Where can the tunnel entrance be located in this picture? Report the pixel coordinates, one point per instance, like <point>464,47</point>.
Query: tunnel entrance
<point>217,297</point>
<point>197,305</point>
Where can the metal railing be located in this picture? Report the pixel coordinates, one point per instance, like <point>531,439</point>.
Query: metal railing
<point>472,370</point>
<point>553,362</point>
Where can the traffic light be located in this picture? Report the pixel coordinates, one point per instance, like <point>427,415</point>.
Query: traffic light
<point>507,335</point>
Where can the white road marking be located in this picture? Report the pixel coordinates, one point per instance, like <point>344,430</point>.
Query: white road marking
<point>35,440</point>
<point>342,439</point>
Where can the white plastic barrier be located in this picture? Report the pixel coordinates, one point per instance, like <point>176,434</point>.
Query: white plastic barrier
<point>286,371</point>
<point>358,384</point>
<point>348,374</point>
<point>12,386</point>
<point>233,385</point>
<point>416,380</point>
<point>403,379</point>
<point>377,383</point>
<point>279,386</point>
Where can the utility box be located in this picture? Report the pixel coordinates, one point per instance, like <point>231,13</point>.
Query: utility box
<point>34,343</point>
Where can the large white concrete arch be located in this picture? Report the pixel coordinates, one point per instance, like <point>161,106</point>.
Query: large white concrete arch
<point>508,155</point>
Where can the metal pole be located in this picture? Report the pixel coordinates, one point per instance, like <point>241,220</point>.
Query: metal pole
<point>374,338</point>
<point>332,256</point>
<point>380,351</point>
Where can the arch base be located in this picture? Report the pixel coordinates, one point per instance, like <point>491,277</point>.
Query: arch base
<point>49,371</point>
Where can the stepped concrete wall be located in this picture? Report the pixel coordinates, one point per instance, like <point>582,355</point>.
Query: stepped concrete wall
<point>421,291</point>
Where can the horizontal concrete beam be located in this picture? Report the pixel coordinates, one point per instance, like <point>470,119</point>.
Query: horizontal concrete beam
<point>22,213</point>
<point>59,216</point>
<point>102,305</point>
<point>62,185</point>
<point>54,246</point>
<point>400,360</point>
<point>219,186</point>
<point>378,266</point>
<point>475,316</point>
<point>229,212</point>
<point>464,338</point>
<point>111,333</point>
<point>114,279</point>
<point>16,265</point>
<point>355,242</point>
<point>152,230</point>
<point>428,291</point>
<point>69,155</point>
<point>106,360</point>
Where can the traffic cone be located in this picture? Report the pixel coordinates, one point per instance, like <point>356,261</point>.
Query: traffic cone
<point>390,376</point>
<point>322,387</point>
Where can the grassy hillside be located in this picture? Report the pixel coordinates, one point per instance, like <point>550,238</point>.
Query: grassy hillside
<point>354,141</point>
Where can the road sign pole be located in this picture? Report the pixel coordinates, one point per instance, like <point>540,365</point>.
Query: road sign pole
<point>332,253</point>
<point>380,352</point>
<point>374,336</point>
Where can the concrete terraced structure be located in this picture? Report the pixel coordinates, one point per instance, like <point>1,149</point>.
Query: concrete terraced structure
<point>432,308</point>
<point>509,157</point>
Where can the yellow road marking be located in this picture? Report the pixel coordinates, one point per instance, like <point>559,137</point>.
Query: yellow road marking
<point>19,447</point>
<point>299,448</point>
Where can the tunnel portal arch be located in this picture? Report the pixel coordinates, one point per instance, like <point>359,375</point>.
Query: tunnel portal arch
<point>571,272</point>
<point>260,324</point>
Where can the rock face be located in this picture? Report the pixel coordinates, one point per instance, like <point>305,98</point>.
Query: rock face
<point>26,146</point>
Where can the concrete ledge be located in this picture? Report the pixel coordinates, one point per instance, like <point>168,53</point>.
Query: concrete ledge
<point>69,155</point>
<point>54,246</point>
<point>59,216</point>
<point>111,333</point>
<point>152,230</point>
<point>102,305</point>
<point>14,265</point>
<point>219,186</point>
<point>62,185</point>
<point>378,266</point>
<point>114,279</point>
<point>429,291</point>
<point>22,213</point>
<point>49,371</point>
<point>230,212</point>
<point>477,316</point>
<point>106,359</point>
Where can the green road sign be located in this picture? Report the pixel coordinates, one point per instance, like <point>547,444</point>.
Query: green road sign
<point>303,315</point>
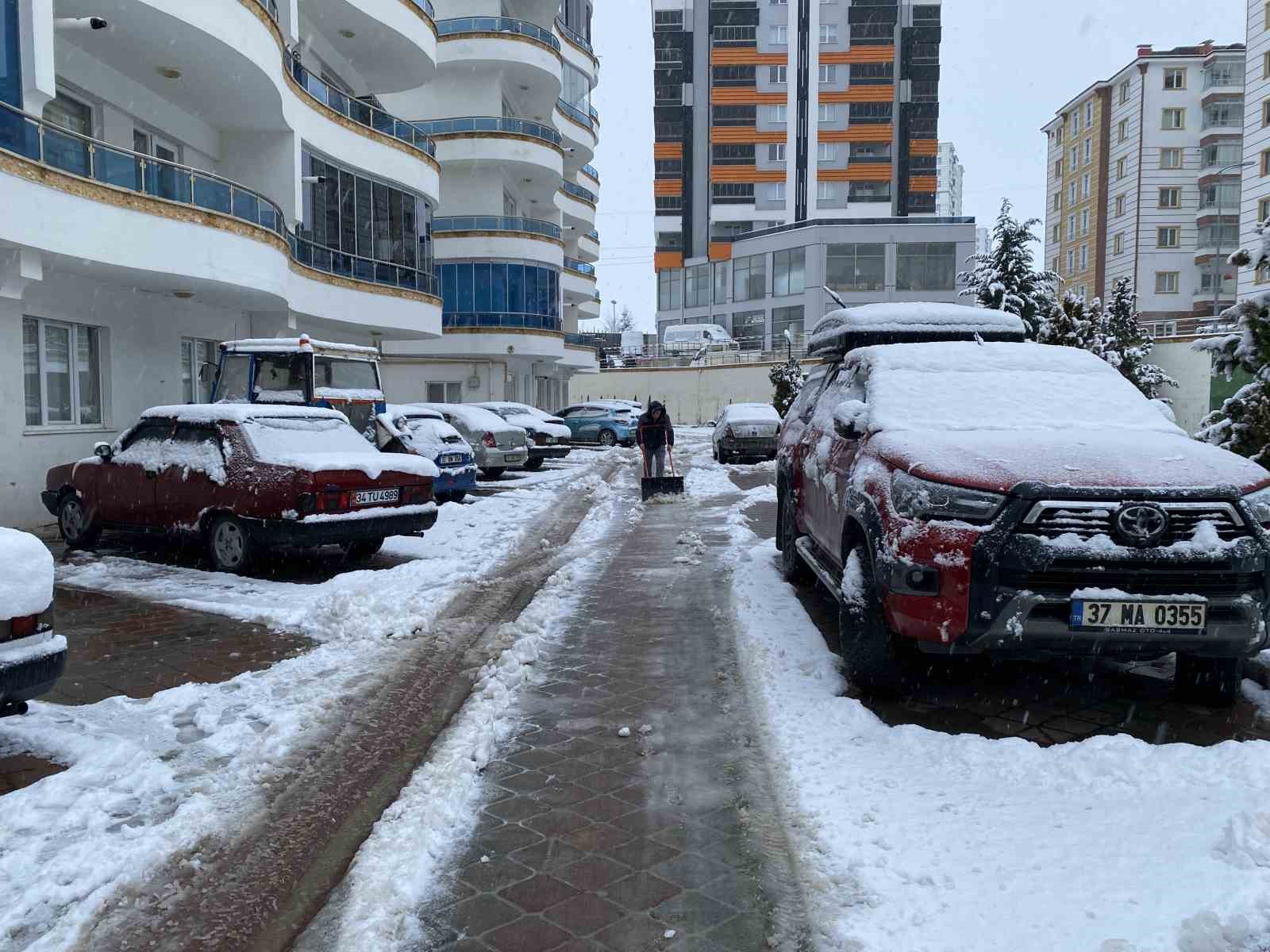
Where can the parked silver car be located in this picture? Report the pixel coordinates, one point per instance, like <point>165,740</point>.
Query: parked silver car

######

| Directions for this task |
Write out the lines above from the one containing "Where can the stepped" down to the one containing "<point>26,146</point>", both ends included, as a JSON list of strings with one string per line and no blank lines.

| Solution to this exercise |
[
  "Where can the stepped concrete wall be located in this picture? Report the pixel coordinates, one point per instance, like <point>582,355</point>.",
  "Query: stepped concrete wall",
  "<point>421,291</point>",
  "Where can the horizontal concrete beam be located in this picture? Report the pixel coordinates, one point per instance, like <point>470,119</point>.",
  "Query: horizontal concrete beam",
  "<point>22,213</point>",
  "<point>59,216</point>",
  "<point>102,305</point>",
  "<point>62,185</point>",
  "<point>54,246</point>",
  "<point>400,360</point>",
  "<point>219,186</point>",
  "<point>378,266</point>",
  "<point>475,316</point>",
  "<point>229,212</point>",
  "<point>464,338</point>",
  "<point>111,333</point>",
  "<point>114,279</point>",
  "<point>16,265</point>",
  "<point>355,242</point>",
  "<point>152,230</point>",
  "<point>428,291</point>",
  "<point>69,155</point>",
  "<point>106,360</point>",
  "Where can the traffic cone be located in this picture? Report the pixel coordinates, one point per instance, like <point>356,261</point>.",
  "Query: traffic cone",
  "<point>390,376</point>",
  "<point>322,387</point>",
  "Where can the grassy hillside be located in this picture? Report the pixel coordinates, one point per instance, like <point>550,238</point>.",
  "Query: grassy hillside",
  "<point>354,141</point>",
  "Where can the road sign pole be located in this picture? Report the pixel coordinates, one point per instance, like <point>540,365</point>.",
  "Query: road sign pole",
  "<point>332,253</point>",
  "<point>380,352</point>",
  "<point>374,336</point>",
  "Where can the concrete terraced structure be located in this picture? Report the pixel coordinates, one point per instance, like <point>1,149</point>.",
  "Query: concrete terraced structure",
  "<point>432,308</point>",
  "<point>509,157</point>",
  "Where can the yellow road marking be located in this picture? Report the pixel coordinates, one point per instance, like <point>559,137</point>.",
  "Query: yellow road marking",
  "<point>19,447</point>",
  "<point>299,448</point>",
  "Where can the tunnel portal arch be located in this picture? Report the pixel coordinates, one point per instance, like <point>359,375</point>.",
  "Query: tunnel portal arch",
  "<point>571,272</point>",
  "<point>260,324</point>",
  "Where can the rock face be located in this picture? Report the pixel coordinates, one point per instance, like <point>305,98</point>.",
  "Query: rock face",
  "<point>26,146</point>"
]